• _REQUIRED ACTION_
Report every line below that has the string "boat" in it.

** INFORMATION SUPPLIED follows **

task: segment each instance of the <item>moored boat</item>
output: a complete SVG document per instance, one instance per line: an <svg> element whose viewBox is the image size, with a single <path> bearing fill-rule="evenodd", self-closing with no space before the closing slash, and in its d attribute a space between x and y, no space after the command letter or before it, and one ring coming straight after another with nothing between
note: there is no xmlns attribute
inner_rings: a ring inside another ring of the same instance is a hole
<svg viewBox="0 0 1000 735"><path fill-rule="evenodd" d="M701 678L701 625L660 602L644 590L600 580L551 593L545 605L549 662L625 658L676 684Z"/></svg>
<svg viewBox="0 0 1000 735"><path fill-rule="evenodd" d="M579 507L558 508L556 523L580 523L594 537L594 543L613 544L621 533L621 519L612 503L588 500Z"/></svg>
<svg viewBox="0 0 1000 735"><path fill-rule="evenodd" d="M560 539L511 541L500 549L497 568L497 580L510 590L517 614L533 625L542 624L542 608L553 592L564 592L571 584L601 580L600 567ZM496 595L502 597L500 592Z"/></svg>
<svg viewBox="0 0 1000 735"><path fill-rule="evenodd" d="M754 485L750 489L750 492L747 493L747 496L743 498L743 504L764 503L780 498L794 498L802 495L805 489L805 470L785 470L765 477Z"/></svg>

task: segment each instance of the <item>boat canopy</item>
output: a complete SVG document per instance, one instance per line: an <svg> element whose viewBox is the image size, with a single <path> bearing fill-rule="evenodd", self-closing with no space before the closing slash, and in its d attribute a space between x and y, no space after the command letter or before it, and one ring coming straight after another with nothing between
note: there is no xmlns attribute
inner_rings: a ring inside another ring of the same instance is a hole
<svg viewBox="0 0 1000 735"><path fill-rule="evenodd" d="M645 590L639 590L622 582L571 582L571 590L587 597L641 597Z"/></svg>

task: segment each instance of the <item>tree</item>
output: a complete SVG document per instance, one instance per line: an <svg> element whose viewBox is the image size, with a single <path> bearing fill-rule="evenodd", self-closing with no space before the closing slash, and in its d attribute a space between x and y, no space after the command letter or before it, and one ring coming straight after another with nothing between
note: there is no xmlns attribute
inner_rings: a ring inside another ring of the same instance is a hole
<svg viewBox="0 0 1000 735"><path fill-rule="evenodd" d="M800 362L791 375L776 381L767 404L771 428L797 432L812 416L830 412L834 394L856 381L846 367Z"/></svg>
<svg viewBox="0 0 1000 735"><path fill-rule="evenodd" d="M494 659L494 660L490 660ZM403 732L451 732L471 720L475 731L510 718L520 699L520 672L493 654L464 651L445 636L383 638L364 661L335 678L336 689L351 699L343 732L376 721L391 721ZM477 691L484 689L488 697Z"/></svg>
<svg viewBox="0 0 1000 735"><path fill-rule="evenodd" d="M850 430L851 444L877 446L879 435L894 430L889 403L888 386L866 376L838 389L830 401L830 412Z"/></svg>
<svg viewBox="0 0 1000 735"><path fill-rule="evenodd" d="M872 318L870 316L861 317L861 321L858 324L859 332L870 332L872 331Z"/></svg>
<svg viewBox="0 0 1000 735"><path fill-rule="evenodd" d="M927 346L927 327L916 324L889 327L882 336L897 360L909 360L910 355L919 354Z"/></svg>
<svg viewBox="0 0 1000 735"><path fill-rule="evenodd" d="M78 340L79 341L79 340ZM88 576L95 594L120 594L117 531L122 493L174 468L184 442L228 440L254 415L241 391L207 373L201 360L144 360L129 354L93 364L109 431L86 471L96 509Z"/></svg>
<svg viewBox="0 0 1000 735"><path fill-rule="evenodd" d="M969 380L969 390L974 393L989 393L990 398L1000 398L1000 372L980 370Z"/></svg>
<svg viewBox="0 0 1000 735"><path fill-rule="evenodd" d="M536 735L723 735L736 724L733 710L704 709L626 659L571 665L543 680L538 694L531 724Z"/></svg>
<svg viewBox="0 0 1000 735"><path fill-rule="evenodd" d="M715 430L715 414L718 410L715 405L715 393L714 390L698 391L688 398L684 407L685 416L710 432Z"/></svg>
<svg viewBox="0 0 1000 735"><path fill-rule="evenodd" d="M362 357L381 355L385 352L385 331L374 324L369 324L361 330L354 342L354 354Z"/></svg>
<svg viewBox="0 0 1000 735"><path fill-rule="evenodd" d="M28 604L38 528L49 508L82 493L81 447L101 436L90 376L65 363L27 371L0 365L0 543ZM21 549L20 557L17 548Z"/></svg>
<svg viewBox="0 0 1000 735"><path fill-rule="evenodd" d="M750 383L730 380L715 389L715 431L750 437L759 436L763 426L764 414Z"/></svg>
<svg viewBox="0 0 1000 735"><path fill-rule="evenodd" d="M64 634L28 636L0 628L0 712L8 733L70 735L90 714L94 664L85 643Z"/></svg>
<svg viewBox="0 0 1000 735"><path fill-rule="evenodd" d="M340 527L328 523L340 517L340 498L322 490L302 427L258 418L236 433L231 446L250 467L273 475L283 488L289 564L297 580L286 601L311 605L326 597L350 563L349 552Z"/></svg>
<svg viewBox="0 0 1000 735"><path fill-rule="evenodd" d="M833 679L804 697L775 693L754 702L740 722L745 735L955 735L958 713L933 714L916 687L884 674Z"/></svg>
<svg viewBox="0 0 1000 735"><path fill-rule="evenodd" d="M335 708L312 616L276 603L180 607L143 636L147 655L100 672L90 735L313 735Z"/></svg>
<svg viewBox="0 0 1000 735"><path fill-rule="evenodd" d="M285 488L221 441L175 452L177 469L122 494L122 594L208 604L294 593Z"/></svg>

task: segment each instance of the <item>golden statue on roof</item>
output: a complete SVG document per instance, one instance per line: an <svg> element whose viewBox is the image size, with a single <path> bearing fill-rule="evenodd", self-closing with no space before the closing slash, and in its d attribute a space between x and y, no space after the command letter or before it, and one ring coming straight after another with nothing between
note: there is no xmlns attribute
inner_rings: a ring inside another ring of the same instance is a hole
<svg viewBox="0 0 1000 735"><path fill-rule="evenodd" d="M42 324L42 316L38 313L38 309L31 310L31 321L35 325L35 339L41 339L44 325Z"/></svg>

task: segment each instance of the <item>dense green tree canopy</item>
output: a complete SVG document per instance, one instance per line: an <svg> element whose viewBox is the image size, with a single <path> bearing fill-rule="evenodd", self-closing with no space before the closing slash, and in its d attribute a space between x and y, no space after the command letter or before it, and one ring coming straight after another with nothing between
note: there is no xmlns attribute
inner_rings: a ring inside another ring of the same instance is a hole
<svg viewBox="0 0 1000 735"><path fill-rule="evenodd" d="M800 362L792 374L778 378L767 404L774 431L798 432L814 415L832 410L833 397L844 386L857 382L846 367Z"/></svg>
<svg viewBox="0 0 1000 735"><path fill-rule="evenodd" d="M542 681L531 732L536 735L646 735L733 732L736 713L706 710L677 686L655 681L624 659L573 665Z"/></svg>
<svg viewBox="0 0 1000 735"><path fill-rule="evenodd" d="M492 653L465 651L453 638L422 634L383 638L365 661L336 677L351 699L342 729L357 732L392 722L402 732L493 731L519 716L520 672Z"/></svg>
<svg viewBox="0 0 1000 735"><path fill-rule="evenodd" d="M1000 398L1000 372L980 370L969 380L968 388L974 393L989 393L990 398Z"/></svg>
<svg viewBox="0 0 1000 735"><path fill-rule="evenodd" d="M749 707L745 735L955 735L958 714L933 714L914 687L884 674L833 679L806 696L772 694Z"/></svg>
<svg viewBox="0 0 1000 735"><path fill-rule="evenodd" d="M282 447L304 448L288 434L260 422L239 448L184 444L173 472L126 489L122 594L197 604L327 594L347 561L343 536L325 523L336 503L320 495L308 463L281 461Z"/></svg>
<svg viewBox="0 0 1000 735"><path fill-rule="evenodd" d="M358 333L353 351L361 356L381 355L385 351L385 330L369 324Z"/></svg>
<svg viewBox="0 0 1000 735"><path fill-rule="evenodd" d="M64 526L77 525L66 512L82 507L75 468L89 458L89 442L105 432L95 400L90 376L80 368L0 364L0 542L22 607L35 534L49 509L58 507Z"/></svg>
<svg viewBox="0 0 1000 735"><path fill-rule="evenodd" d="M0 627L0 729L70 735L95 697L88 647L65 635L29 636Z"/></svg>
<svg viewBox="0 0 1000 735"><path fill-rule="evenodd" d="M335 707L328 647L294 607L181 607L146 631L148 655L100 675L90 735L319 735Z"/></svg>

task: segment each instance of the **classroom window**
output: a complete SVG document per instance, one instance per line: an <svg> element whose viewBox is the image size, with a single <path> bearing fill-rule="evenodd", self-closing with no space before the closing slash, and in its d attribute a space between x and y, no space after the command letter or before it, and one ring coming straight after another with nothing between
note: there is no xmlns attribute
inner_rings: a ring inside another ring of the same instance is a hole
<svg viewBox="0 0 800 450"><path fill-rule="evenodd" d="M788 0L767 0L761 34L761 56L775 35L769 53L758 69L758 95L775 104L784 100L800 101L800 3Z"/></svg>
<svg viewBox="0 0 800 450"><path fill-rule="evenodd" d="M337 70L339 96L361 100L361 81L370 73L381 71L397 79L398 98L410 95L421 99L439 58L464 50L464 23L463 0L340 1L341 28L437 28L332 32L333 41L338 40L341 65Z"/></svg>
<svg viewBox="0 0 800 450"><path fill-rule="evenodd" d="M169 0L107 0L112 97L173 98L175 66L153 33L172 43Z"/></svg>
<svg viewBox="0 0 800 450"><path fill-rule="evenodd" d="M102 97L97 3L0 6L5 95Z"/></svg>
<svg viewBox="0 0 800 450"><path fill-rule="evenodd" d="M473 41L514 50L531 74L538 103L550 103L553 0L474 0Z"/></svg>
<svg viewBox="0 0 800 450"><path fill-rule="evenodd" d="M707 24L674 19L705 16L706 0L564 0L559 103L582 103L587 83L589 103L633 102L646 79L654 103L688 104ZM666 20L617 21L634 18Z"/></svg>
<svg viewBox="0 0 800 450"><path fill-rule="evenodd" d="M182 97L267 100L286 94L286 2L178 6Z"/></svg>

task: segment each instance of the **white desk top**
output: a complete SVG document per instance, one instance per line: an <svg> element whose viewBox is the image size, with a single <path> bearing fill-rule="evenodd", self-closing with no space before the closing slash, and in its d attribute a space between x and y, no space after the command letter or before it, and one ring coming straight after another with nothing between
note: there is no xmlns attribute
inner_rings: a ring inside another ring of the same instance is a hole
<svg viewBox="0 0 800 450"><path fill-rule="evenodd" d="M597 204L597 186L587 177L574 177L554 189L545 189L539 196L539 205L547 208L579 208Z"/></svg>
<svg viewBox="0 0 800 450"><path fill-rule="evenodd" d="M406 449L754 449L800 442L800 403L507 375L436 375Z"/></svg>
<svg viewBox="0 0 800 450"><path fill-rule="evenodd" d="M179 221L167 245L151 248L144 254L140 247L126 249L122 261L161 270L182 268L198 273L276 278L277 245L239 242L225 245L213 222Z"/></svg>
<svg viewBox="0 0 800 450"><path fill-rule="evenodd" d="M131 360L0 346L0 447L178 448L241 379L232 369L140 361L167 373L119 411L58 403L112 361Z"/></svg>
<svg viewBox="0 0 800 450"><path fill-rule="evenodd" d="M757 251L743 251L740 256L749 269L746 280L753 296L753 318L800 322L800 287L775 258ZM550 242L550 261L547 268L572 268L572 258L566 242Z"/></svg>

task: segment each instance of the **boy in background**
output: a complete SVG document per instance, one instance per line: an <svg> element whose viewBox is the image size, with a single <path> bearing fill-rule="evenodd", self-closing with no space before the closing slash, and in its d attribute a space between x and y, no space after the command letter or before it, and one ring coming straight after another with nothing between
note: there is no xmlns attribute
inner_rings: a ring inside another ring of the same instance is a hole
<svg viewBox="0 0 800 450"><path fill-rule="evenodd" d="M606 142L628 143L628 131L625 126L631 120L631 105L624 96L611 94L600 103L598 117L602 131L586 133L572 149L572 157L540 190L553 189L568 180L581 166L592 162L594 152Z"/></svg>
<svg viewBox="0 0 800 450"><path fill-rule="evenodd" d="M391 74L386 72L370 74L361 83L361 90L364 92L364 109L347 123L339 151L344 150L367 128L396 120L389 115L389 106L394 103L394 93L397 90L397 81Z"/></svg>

** End of INFORMATION SUPPLIED **

• _EXPECTED OUTPUT_
task: segment each instance of the <item>moored boat</item>
task: segment each instance of the <item>boat canopy</item>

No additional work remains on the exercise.